((

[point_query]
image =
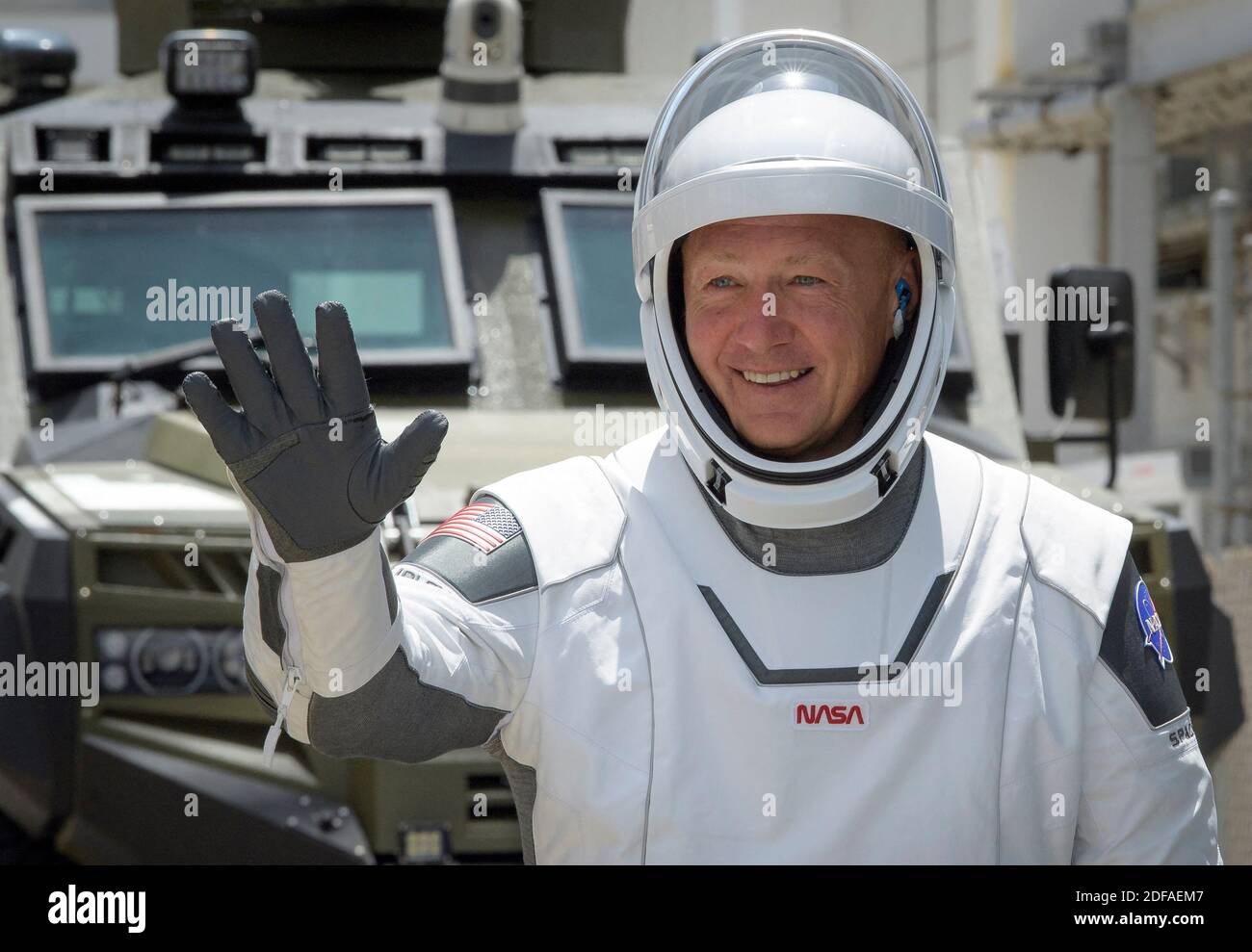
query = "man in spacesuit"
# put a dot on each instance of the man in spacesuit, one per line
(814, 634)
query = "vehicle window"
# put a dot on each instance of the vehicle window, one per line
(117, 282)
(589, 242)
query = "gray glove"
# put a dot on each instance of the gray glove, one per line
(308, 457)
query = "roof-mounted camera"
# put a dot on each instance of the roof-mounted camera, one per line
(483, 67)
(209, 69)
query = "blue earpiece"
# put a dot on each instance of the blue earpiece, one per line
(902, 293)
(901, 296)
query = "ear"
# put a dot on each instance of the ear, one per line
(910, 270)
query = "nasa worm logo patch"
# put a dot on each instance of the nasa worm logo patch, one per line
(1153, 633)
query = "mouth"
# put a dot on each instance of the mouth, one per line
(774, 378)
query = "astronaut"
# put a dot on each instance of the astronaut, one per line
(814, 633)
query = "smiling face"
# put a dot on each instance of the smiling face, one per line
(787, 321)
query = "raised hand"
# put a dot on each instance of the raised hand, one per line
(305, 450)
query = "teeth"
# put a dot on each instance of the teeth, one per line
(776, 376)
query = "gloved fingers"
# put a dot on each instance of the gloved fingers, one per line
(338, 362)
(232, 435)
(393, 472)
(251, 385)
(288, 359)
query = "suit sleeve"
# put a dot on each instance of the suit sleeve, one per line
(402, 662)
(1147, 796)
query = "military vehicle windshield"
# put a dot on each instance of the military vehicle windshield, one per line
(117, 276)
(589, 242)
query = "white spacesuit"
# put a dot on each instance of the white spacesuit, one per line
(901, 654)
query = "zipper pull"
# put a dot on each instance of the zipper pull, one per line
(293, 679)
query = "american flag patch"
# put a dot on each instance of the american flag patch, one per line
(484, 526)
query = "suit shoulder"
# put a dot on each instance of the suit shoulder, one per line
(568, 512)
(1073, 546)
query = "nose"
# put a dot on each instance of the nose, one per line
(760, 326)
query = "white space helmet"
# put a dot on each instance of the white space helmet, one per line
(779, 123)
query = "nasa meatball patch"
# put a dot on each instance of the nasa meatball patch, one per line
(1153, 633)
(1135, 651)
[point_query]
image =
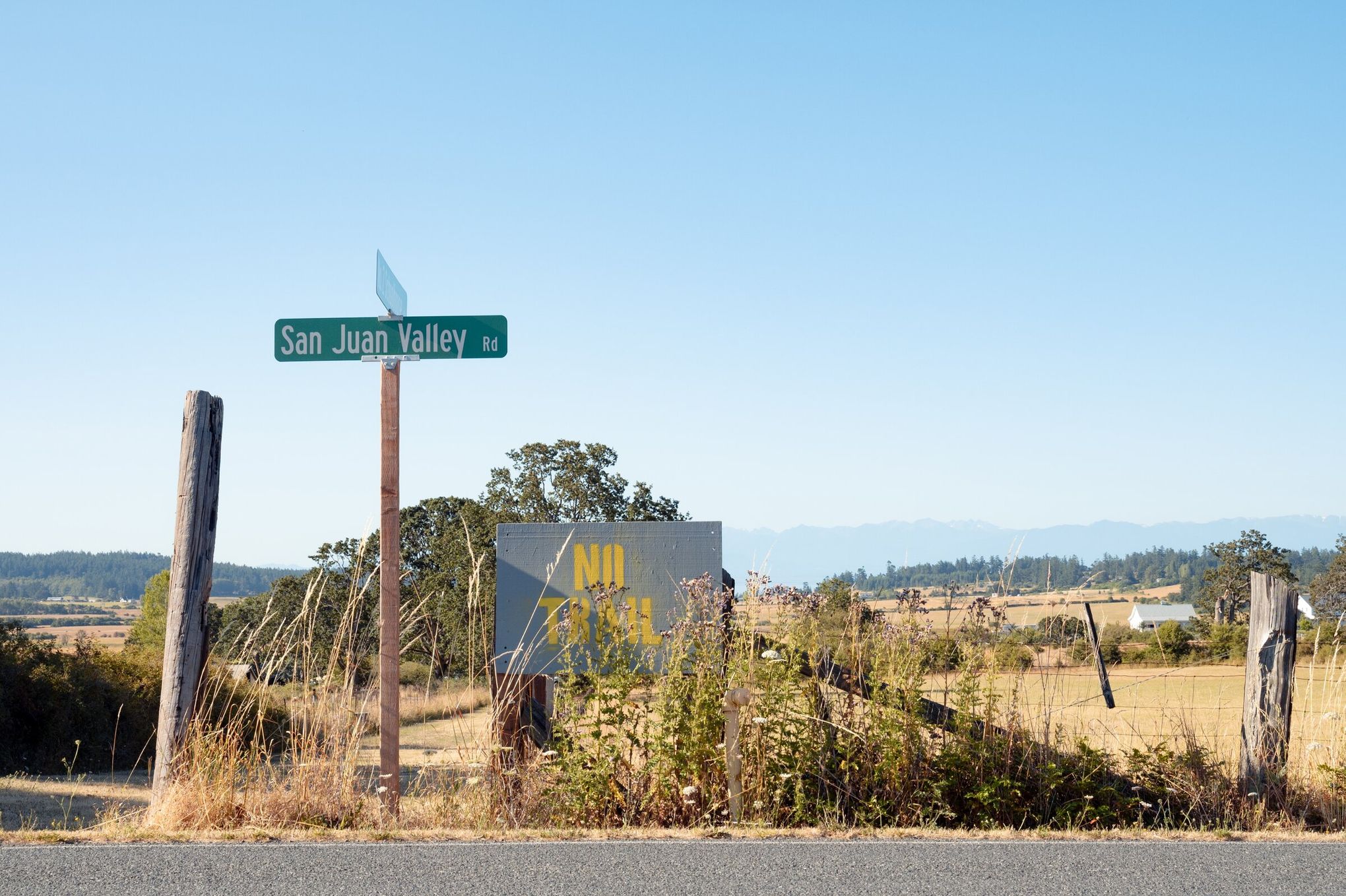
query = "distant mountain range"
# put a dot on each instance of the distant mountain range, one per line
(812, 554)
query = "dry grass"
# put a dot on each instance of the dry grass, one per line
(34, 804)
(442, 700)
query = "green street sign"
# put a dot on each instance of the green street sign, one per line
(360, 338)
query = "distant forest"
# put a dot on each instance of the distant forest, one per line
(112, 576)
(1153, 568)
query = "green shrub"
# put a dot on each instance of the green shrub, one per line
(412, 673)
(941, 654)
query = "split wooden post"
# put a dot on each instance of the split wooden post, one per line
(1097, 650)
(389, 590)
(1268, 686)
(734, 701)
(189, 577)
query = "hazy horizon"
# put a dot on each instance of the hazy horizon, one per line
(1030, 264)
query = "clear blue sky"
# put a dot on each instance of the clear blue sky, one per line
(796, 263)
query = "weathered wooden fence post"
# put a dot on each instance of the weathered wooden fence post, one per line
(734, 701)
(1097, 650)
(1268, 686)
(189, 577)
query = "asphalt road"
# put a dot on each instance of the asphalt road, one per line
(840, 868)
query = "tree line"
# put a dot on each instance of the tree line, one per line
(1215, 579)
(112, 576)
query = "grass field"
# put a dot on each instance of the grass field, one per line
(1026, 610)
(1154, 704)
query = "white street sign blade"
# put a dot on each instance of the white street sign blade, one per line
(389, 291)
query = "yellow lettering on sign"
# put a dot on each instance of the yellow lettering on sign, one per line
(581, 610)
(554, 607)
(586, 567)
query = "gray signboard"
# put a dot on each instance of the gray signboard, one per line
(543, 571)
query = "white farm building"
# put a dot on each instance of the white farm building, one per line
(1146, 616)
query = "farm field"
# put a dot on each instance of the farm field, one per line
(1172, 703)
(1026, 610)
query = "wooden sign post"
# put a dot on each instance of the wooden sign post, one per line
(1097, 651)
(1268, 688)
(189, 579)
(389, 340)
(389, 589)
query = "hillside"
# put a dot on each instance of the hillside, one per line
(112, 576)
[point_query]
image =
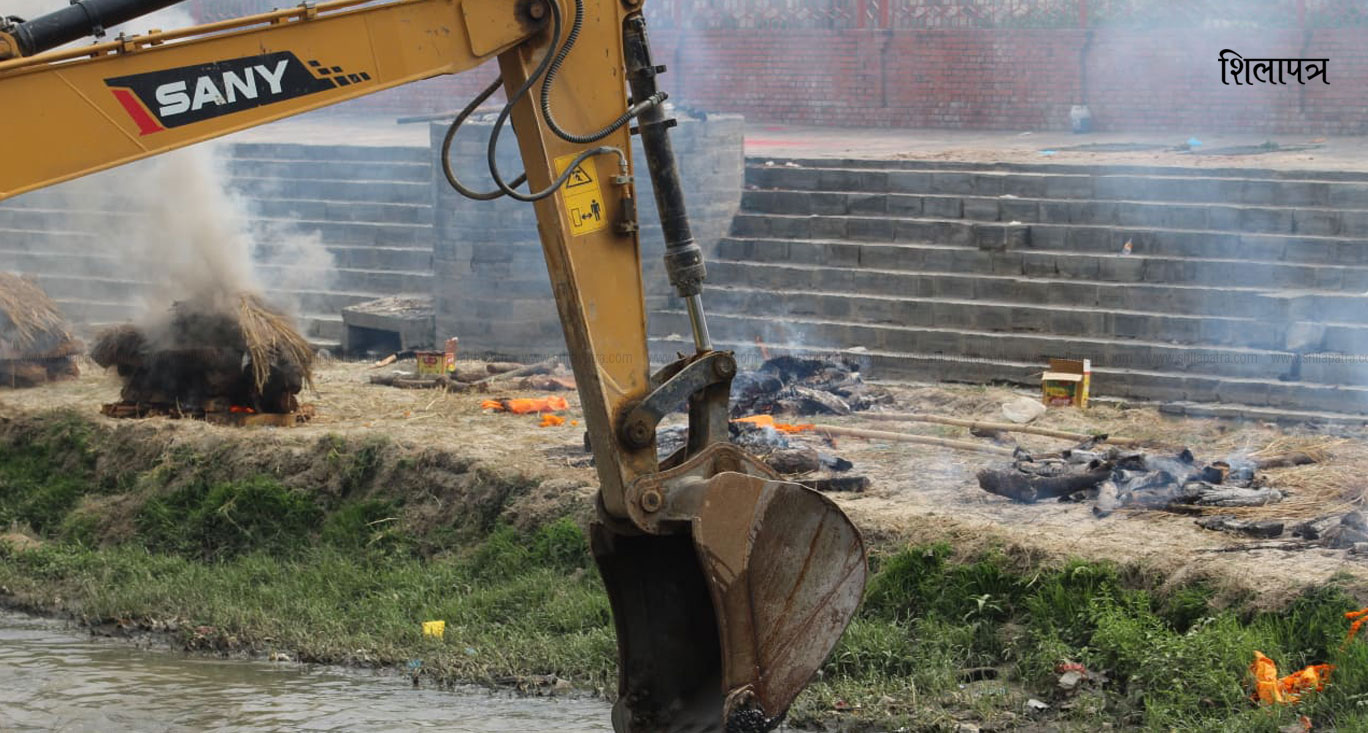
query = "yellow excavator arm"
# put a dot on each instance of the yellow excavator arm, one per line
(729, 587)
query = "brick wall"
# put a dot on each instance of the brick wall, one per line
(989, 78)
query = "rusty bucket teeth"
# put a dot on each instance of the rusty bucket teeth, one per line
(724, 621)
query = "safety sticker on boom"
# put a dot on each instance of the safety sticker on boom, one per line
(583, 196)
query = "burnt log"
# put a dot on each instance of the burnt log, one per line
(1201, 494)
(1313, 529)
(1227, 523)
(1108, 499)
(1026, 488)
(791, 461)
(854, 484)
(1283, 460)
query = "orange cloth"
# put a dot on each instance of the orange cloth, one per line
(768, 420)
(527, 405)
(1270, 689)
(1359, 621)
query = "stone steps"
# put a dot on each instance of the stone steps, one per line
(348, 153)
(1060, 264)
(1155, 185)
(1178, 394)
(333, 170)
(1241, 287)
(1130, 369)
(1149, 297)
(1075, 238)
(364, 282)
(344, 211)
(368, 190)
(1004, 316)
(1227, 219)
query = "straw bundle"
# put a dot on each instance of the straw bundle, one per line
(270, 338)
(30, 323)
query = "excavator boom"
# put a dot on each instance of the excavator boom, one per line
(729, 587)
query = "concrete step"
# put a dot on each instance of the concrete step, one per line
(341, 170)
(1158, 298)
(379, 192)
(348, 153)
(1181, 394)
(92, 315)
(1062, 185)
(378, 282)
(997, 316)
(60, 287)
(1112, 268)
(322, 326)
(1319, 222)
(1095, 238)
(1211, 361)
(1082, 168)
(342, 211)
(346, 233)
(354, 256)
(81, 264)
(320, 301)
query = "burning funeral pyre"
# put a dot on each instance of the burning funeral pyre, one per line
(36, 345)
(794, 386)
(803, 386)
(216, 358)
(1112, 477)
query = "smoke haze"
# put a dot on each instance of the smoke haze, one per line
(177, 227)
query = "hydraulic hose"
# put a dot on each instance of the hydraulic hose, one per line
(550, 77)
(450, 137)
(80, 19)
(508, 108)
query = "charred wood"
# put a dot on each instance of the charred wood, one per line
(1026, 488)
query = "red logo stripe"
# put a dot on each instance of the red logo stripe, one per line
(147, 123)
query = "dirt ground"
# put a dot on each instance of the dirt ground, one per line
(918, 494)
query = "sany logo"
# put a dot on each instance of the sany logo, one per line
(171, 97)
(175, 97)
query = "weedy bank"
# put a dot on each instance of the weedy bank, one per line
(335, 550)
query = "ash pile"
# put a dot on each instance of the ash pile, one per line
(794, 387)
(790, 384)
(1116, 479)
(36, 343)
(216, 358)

))

[What is required]:
Output the full set of records above without changing a word, and drop the images.

[Correct output]:
[point_query]
image =
query = "man in spacesuit"
# put a dot on each instance of the man in spacesuit, one per line
(814, 634)
query = "vehicle window"
# put a dot on each instance of the vehicle window, one per line
(117, 282)
(589, 242)
query = "gray glove"
# put a dot on each instance of the gray glove, one per line
(308, 457)
query = "roof-mounted camera"
# put a dot on each instance of the roof-mounted camera, one per line
(483, 67)
(209, 69)
query = "blue earpiece"
# put a dot on each instance of the blue earpiece, one per line
(902, 293)
(901, 296)
query = "ear"
# put a dot on each instance of the ear, one per line
(910, 270)
query = "nasa worm logo patch"
# put a dot on each instance of the nasa worm logo patch, one per line
(1153, 633)
query = "mouth"
# put a dot on each instance of the mouth, one per line
(774, 378)
query = "astronaut"
# put a dot on each instance of the astronaut, one per line
(814, 633)
query = "smiling face"
# put a dot on each instance of the smiling face, one per line
(787, 321)
query = "raised hand"
# put a dot on each instance of the raised hand, one per line
(305, 450)
query = "teeth"
# put a dot on each instance of the teeth, one per line
(776, 376)
query = "gloved fingers"
# put a dot on each instance of the gloved fingers, one per line
(338, 362)
(232, 435)
(393, 472)
(251, 385)
(288, 359)
query = "suit sleeve"
# put a dot on each instance of the suit sleeve, one per line
(402, 662)
(1147, 796)
query = "military vehicle windshield"
# put a dot on each instance of the military vehicle windshield, one per line
(117, 276)
(589, 242)
query = "white spacesuit"
# put a dot on each instance of the white spacesuit, one per line
(901, 654)
query = "zipper pull"
# put a dot on each instance of the zipper pull, one per line
(293, 679)
query = "american flag patch"
# put a dot on each instance of the american flag patch, one per line
(484, 526)
query = "suit shoulder"
# put a dot on each instance of the suit shoulder, one per line
(568, 512)
(1073, 546)
query = "nose"
# put a dot on each instance of the nose, one per line
(760, 326)
query = "white space helmet"
# put a dot on each instance of the white space helmet, one per line
(779, 123)
query = "nasa meatball patch"
# put a dot on each instance of the nasa meatball patch, one per line
(1153, 633)
(1135, 651)
[point_query]
image =
query = "distant mountain range"
# put a dot on each instance of the distant mountain range, one per line
(812, 554)
query = "dry grass"
# put a dot on each instance of the dry grass, one per line
(34, 804)
(442, 700)
query = "green street sign"
# put a dot on each instance of the green street sign, one per line
(360, 338)
query = "distant forest"
# put a dot on each instance of the distant forest, one per line
(112, 576)
(1153, 568)
query = "green shrub"
# put a dot on each instance of the green shrub, one per line
(412, 673)
(941, 654)
query = "split wooden post"
# put a dot on each instance of the split wooden post, one per line
(1097, 650)
(389, 590)
(1268, 686)
(734, 701)
(189, 577)
query = "hazy horizon"
# put a dot on each instance of the hazy horizon, one per line
(1030, 264)
query = "clear blue sky"
# put a dot on each instance of the clear blue sky, one per line
(796, 263)
query = "weathered wooden fence post"
# put a dot on each instance of the weathered wooden fence post, one per line
(734, 701)
(1097, 650)
(1268, 686)
(189, 577)
query = "asphalt road"
# put a dot on each instance of the asphalt road, one per line
(840, 868)
query = "tree line"
# put a dot on each instance of the tree line, one per line
(1215, 579)
(112, 576)
query = "grass field"
# put a dot on each instance of the grass field, one per line
(1026, 610)
(1154, 704)
query = "white street sign blade"
# put a dot on each instance of the white street sign blade, one per line
(389, 291)
query = "yellow lettering on sign"
# put a dot on each instance of the yellow lettering on sign, one per line
(581, 610)
(554, 607)
(586, 567)
query = "gray signboard"
# put a dot on each instance of the gray signboard, one per line
(543, 571)
query = "white farm building"
# put a dot on each instance of the white farm building, one per line
(1146, 616)
query = "farm field"
# put a dot on each instance of the farm field, one per line
(1172, 703)
(1026, 610)
query = "wooden sign post"
# put a dot on each instance of the wooden sign post, one per line
(1097, 651)
(1268, 688)
(189, 579)
(389, 340)
(389, 589)
query = "hillside"
# put a dot on each instance of the hillside, one per line
(112, 576)
[point_query]
image =
query = "yellow excavator arm"
# put a dot on each instance of the yellow excavator arm, one per line
(729, 587)
query = "brick wall"
# put a dot on each instance of the brick wall, one per line
(989, 78)
query = "rusty bucket teeth"
# put a dot on each instance of the rusty bucket teeth, one per line
(724, 621)
query = "safety sticker on boom"
# put a dot on each instance of the safety sticker on boom, one per line
(583, 196)
query = "burnt log"
# put a dot on each instance of the burnt log, one per line
(1201, 494)
(1313, 529)
(1227, 523)
(1108, 499)
(1026, 488)
(791, 461)
(854, 484)
(1283, 460)
query = "orange cloth"
# put a dot on each instance of the orange cloth, one per line
(768, 420)
(527, 405)
(1270, 689)
(1359, 621)
query = "stone steps"
# put a dot on each instance of the stone steps, one per line
(348, 153)
(1060, 264)
(1155, 185)
(1178, 394)
(333, 170)
(1241, 287)
(1130, 369)
(1149, 297)
(1075, 238)
(364, 282)
(344, 211)
(368, 190)
(1004, 316)
(1227, 219)
query = "straw bundle"
# put a dot on each instance of the straw bundle, one per line
(270, 338)
(30, 323)
query = "excavator boom"
# put a dot on each instance of the excavator boom, one per line
(729, 587)
query = "concrete step"
# put a dot on each instance of the concrete step, one per line
(341, 170)
(1158, 298)
(379, 192)
(348, 153)
(1181, 394)
(92, 315)
(1062, 185)
(378, 282)
(997, 316)
(60, 287)
(1112, 268)
(322, 326)
(1319, 222)
(1095, 238)
(1211, 361)
(1082, 168)
(342, 211)
(346, 233)
(354, 256)
(81, 264)
(320, 301)
query = "burning funeral pyre"
# put a dot on each instance of the burning funeral pyre, one per line
(36, 345)
(794, 386)
(803, 386)
(216, 358)
(1112, 477)
query = "smoke haze"
# put a dot on each instance of the smoke haze, one per line
(177, 227)
query = "hydraulic hose"
# put a dot on each instance of the hydraulic hose, one per line
(550, 77)
(450, 137)
(80, 19)
(508, 108)
query = "charred wood"
# put a dot on each instance of the charred wood, one per line
(1026, 488)
query = "red logo stripe"
# put a dot on each instance of the red logo stripe, one per line
(147, 123)
query = "dirt ground"
# put a dot on each instance of the dirt ground, one per line
(918, 494)
query = "sany logo"
# put a dot on each instance of the sany logo, one per line
(171, 97)
(175, 97)
query = "weedy bank"
# put a dot on each instance of the weedy bank, one per line
(335, 550)
query = "ash pile"
# put a dot on each instance of the ash pile, one per line
(794, 387)
(790, 384)
(1116, 479)
(36, 343)
(216, 358)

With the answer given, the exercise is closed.